Questions to answer:
a - Answer each question from the article on Among Us and politics, one line per answer, marked like the questions.
(i) How many viewers did Ocasio-Cortez's most recent Among Us stream draw?
(ii) What does victory in Among Us turn on, rather than tasks?
(iii) What does an imposter do when marinating a player?
b - Carry the article on Among Us and politics forward from its final sentence.

Extract:
It’s a fight in the realm of public opinion, which has been poisoned by bad-faith actors whose lies are threatening to overcome the truth. That sure sounds like the political environment we inhabit, but I’m talking about Among Us, the hugely popular indie video game where disguised killers stalk a crew of astronauts as they try to repair their broken ship and escape with their lives.
Among Us has become a favorite of Rep. Alexandria Ocasio-Cortez, who has now live-streamed herself playing the game twice. The most recent stream, the day after Thanksgiving, brought in an audience of more than 2 million viewers. Her youthful, relatable communication style and commitment to bringing her message into the digital realms where many conservatives have been thriving for years makes it a savvy choice. (It isn’t “authentic” but authentic: Ocasio-Cortez really is a gamer.) But the gameplay of Among Us itself offers a fascinating reflection of the politics of our time, not to mention the specific public relations battle AOC is waging online.
In Among Us, crewmates are assigned tasks to fix their vessel while imposters sabotage the work and seek to kill as many crewmates as they can. Crucially, the game is never really won on tasks; instead, victory turns on the periodic rounds where players discuss who the imposters might be and vote to eject suspected imposters from the ship. Here, perception is everything and lies are inescapable. Like President Donald Trump having his signature printed on pandemic-relief checks that Democrats proposed and fought for over Republican objections, an imposter who successfully claims to have completed a task may gain more credibility than a crewmate who really did one. Achievements are therefore worthless unless you succeed in getting the credit for them, and the liars create, then benefit from, a pervasive atmosphere of confusion and mistrust.
Public discussion and voting interfered with by liars seeking only to sabotage the process and sow paranoia and doubt? Yeah, that’s politics as we’ve come to know it in 2020. The Trump presidency has made it clear, at least for the current moment, that truth has nowhere near as big an advantage over lies as we would like. It took a worldwide pandemic and more than 200,000 American deaths for a message about Trump’s incompetence and indifference to American lives to stand a chance against Trump and his allies’ repeated, barefaced lies and multiyear campaign to undermine the public trust in government, media, science, and expertise.
Taking the metaphor a bit further, many ordinary Republican voters have functioned like “marinated” players in Among Us. When an imposter marinates a player, they stay near them without killing them for an extended period of time, hoping the other player will then vouch for them as not being an imposter, because they had a chance to kill and did not. Right-wing figures in media and politics function similarly when they engage in constant, low-level criticism of the mainstream press and their political opponents: The point is to make people distrust those targets and trust them, implicitly, instead. If they’ll swallow the little lies now, maybe they’ll accept a big lie later.

Data provided:
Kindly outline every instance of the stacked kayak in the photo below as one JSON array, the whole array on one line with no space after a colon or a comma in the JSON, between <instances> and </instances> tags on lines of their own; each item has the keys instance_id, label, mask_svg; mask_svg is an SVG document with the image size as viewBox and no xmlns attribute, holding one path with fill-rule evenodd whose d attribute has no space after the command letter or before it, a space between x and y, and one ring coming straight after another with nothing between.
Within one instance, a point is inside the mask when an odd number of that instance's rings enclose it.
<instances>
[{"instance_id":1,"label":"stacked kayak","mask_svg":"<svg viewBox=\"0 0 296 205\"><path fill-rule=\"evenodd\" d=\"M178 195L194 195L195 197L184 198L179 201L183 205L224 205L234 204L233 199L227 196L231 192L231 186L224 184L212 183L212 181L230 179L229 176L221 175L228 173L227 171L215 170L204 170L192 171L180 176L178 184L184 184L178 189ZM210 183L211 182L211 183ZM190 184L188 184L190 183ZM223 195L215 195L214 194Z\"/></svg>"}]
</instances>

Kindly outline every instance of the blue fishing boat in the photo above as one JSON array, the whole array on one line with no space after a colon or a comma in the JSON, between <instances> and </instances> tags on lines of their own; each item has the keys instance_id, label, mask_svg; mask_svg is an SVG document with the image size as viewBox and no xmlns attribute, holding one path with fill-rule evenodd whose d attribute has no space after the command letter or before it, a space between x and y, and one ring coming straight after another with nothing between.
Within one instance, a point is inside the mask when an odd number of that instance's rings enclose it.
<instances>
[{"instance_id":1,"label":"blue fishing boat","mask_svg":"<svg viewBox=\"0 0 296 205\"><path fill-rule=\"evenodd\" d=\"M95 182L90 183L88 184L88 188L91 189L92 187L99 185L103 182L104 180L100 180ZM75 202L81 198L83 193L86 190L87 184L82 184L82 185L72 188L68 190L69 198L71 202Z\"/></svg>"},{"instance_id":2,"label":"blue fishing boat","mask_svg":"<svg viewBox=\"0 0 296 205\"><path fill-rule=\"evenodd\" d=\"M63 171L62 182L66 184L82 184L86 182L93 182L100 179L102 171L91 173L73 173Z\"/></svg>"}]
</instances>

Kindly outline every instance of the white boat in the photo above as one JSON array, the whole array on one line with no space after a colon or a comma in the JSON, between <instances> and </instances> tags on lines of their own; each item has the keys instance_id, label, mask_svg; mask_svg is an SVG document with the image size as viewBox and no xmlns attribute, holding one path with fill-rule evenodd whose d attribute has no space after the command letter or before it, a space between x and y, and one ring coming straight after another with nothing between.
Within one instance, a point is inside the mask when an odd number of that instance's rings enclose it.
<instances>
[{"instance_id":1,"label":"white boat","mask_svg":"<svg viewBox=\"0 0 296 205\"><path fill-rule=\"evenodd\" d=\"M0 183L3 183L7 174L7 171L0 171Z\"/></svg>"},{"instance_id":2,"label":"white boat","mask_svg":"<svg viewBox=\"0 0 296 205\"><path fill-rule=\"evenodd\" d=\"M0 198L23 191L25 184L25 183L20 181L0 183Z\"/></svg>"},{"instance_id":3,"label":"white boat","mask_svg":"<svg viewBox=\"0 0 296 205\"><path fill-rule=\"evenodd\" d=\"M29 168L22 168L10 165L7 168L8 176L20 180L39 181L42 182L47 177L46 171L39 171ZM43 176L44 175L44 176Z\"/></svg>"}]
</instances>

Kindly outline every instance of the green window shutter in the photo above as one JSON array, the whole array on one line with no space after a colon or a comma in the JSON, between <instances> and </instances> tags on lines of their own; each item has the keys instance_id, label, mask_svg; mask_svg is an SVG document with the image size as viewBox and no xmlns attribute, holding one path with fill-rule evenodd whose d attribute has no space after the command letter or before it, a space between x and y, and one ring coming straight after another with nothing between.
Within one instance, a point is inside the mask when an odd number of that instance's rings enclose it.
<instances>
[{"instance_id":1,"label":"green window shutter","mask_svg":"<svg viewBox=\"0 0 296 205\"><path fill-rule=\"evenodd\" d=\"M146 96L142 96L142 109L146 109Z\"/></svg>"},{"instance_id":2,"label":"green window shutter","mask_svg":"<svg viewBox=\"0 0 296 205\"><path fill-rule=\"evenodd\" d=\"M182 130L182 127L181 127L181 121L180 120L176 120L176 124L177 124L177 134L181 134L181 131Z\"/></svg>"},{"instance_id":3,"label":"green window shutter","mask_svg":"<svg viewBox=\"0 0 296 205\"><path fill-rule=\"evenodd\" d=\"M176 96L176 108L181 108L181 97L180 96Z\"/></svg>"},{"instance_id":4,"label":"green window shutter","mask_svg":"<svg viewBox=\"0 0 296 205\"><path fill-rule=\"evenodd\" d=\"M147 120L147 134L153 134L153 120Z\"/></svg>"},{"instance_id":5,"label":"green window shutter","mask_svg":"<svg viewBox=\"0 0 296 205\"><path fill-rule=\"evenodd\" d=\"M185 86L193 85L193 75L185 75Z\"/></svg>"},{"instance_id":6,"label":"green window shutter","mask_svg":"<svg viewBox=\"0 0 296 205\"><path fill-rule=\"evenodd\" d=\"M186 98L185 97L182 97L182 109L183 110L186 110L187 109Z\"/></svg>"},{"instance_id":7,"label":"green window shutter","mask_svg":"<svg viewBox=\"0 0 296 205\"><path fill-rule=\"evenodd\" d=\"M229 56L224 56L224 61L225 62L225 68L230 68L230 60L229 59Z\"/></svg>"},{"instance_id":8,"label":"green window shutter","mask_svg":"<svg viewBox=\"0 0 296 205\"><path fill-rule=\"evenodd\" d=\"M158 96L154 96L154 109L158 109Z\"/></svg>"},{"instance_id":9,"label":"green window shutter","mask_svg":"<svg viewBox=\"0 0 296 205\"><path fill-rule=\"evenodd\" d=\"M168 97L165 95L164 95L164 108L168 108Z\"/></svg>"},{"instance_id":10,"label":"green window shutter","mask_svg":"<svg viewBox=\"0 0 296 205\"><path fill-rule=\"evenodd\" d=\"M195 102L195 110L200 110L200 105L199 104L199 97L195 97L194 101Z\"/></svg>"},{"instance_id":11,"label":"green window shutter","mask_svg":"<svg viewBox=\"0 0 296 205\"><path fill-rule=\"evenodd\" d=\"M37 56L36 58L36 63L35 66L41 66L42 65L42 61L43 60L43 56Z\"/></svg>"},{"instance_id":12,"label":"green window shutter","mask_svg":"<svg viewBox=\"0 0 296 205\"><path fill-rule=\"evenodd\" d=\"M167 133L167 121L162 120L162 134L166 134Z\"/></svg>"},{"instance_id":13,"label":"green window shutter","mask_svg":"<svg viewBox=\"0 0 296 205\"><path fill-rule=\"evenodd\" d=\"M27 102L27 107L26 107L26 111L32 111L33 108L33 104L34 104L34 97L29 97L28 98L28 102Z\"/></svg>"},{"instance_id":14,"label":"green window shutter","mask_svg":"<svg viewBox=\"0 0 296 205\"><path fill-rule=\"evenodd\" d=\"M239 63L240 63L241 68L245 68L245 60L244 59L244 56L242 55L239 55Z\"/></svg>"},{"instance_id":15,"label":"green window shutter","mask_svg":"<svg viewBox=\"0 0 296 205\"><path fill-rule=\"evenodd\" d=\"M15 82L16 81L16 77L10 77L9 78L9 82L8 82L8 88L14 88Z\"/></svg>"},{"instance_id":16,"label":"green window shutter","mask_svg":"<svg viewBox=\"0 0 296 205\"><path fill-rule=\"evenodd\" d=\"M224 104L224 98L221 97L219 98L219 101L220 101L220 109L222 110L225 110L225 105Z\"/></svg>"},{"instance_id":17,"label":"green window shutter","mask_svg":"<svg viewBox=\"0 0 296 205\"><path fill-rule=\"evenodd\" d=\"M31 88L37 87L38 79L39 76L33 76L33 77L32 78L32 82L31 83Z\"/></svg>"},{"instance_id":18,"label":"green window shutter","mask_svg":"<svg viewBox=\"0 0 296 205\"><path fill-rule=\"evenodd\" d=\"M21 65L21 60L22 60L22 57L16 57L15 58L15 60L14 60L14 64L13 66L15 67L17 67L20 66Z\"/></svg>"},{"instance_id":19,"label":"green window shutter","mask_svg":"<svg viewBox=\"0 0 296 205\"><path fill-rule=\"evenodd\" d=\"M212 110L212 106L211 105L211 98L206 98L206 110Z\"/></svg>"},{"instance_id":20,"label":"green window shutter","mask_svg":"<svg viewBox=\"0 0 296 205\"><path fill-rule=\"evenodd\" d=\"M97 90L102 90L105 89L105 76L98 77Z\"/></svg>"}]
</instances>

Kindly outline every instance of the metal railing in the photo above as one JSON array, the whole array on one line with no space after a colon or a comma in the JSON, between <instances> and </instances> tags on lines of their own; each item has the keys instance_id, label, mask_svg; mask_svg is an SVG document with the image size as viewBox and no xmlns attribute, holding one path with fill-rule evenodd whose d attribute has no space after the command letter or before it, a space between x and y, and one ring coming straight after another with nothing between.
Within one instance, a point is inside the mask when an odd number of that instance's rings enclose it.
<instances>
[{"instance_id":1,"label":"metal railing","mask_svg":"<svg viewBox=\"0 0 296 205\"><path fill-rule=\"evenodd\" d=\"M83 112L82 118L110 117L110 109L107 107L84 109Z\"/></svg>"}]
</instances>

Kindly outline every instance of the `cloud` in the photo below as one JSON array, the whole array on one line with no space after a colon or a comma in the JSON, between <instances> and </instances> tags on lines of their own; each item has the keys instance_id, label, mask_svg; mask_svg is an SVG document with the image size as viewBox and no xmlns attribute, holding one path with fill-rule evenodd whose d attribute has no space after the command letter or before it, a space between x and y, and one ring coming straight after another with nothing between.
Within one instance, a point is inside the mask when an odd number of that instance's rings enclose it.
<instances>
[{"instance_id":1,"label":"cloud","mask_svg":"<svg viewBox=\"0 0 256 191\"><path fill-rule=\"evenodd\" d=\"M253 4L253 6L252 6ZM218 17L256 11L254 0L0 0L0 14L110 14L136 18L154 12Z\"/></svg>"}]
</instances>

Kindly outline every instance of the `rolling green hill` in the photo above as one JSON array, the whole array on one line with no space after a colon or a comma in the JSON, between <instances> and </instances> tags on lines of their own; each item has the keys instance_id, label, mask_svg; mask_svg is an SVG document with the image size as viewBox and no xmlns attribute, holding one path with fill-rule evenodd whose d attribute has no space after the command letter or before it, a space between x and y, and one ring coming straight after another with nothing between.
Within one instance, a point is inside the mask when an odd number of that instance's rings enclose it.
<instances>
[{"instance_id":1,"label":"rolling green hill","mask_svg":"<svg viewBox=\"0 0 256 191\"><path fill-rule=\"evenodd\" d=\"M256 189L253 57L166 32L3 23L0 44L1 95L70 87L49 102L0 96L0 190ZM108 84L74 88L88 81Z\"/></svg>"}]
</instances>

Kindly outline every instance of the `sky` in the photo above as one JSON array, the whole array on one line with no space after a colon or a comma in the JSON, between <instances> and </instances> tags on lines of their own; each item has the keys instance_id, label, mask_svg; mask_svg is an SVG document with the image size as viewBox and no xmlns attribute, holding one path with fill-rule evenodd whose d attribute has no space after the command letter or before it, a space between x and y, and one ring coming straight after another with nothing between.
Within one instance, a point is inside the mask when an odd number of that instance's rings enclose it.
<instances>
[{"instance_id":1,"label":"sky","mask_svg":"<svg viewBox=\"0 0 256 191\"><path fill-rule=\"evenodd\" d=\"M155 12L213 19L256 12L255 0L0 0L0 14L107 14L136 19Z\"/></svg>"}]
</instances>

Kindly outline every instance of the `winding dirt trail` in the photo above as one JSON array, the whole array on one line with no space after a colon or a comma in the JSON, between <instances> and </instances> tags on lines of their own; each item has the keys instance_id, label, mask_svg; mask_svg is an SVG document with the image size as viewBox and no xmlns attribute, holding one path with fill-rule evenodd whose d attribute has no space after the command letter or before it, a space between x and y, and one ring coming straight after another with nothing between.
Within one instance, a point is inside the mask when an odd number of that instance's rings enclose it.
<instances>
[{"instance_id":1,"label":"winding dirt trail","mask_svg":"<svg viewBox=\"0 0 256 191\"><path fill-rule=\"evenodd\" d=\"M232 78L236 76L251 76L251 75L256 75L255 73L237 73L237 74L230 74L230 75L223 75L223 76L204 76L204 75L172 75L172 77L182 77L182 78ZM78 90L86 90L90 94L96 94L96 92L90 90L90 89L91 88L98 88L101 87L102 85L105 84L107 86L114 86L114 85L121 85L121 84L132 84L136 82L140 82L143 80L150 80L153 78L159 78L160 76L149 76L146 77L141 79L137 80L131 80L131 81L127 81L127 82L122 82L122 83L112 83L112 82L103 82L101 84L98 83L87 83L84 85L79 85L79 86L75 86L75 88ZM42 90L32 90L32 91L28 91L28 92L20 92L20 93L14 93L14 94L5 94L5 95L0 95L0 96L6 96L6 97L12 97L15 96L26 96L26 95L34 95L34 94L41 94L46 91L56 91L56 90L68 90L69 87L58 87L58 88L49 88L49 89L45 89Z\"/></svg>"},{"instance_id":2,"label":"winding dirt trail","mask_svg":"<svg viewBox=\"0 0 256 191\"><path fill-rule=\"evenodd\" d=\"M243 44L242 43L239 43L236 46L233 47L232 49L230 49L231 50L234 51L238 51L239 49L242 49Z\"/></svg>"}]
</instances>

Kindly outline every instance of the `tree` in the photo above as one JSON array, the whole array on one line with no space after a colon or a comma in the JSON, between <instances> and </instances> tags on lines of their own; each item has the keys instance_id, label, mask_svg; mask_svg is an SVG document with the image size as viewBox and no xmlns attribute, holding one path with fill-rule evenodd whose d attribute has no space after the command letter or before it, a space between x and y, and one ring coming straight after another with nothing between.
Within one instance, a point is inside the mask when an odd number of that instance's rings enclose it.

Answer set:
a -
(i) More than 2 million viewers.
(ii) The periodic rounds where players discuss who the imposters might be and vote to eject suspected imposters from the ship.
(iii) The imposter stays near that player for an extended period without killing them, hoping the player will then vouch for them as not being an imposter.

b -
By streaming Among Us, Ocasio-Cortez is putting into practice her stated ideas about bringing progressive values into online spaces that have been dominated by far-right figures. Twitch is one of those spaces, due to the excess influence over gamer culture by far-right racism and sexism, along with YouTube, Facebook, Reddit, and many more. Just as in the gameplay itself, her tactics must be persuasive, relational, and reputational, contending all the while with smears and lies intended to make people doubt her intelligence, competence, and sincerity. As in Among Us, the stakes are life and death, particularly for poor Americans facing food insecurity, unemployment, and evictions in the midst of a pandemic that has changed how everyone lives. During the first stream, when Ocasio-Cortez caught on to the possibility that the streamer Toast was marinating her, her relative newness to the game allowed Toast to overcome her objections and undermine her word to the other players—Toast prevailed, and the imposters won that round.
As outreach, streaming Among Us works for Ocasio-Cortez because she seems to be having a blast, entering the fiction of the game wholeheartedly and giving it her best, but remaining light-hearted and friendly throughout. During her first stream of the game, her fellow representative Ilhan Omar posted the specs of the PC she used, accomplishing something similar.* By entering gaming culture as enthusiastic participants, both politicians showed the gaming community that they can meet them where they are.
Among Us has managed to distill everything unsettling and wrong about American public life into a cheery, cartoonish setting, one which is so accessible and easy to play that my 9-year-old niece and I enjoy it together in easy, digestible chunks of 20 minutes or less. Sadly, the same cannot be said about American political life, however cartoonish it may be, which has become grating in just about any increment, and also doesn’t come with an option to log off.
Correction, Dec. 1, 2020: This post originally misspelled Ilhan Omar’s first name.